Copie exécutoire délivrée

le :

27 MAI 2022

à :

Me Christian MAILLARD de la SCP SCP MAILLARD ET LEFEVRE, avocat au barreau de MARSEILLE

Me Françoise BOULAN, avocat au barreau d’AIX-EN-PROVENCE

Décision déférée à la Cour :

Jugement du Conseil de Prud’hommes – Formation paritaire de MARTIGUES en date du 14 Septembre 2018 enregistré au répertoire général sous le n° 16/00550.

APPELANT

Monsieur [F] [P], demeurant [Adresse 3]

représenté par Me Christian MAILLARD de la SCP SCP MAILLARD ET LEFEVRE, avocat au barreau de MARSEILLE

INTIMEE

SAS ASSYSTEM FRANCE devenue SASU EXPLEO FRANCE prise en la personne de son représentant légal en exercice domicilié en cette qualité audit siège , demeurant [Adresse 2]

représentée par Me Françoise BOULAN, avocat au barreau d’AIX-EN-PROVENCE, Me Aurélie KLINSBOCCKEL, avocat au barreau de PARIS

*-*-*-*-*

COMPOSITION DE LA COUR

En application des dispositions des articles 804 et 805 du code de procédure civile, l’affaire a été débattue le 14 Février 2022, en audience publique, les avocats ne s’y étant pas opposés, devant Madame Ghislaine POIRINE, Conseiller faisant fonction de Président, chargé du rapport, qui a fait un rapport oral à l’audience, avant les plaidoiries.

Ce magistrat a rendu compte des plaidoiries dans le délibéré de la cour, composée de :

Madame Ghislaine POIRINE, Conseiller faisant fonction de Président

Mme Stéphanie BOUZIGE, Conseiller

Mme Emmanuelle CASINI, Conseiller

Greffier lors des débats : Monsieur Kamel BENKHIRA

Les parties ont été avisées que le prononcé de la décision aurait lieu par mise à disposition au greffe le 13 Mai 2022 et prorogé au 27 Mai 2022.

Consigne: Selon l'extrait de décision de justice, à quelle date l'affaire a-t-elle été débattue en audience publique ?

Données fournies:
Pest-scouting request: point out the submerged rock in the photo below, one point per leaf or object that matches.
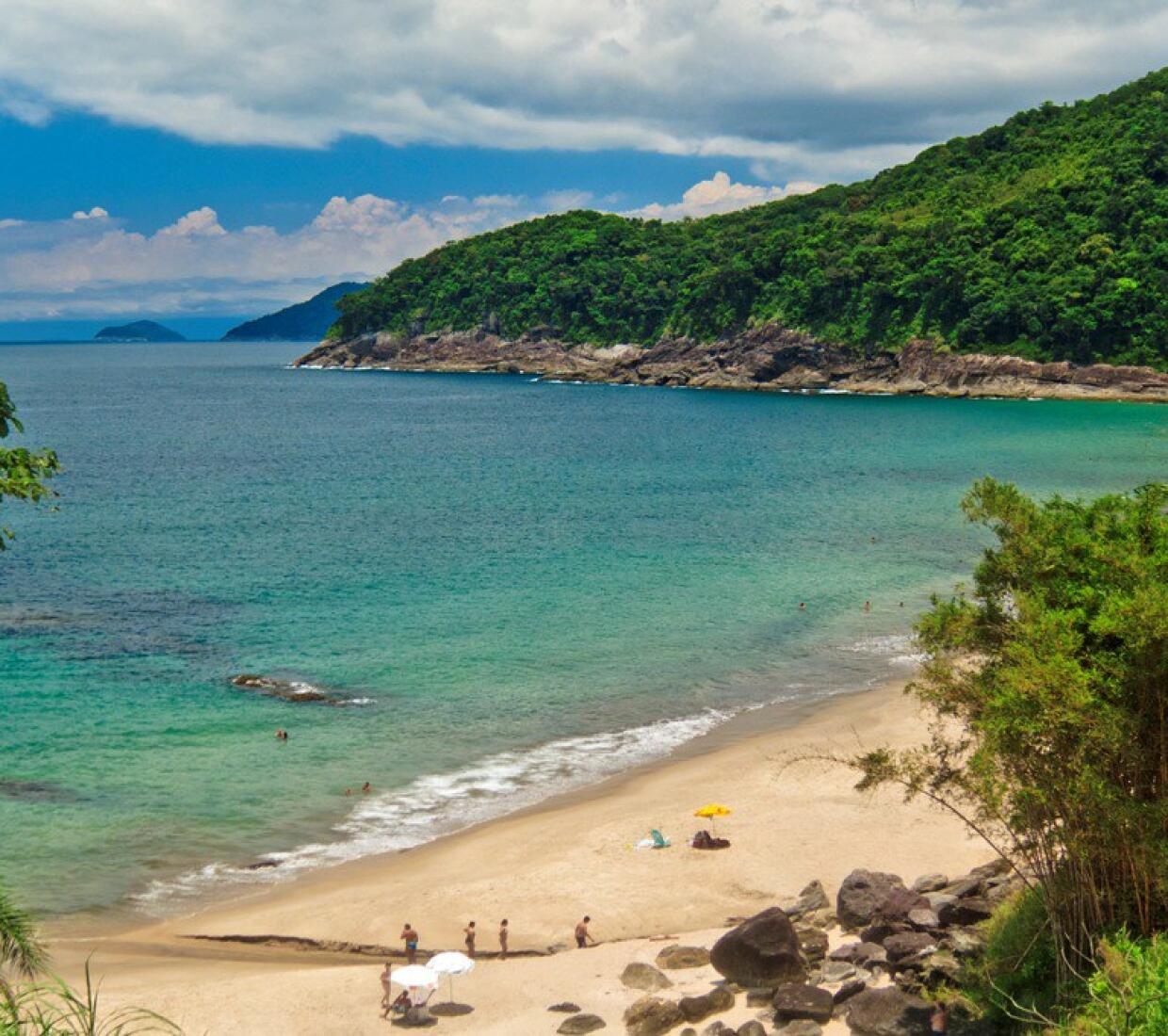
(290, 690)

Réponse attendue: Le 14 février 2022.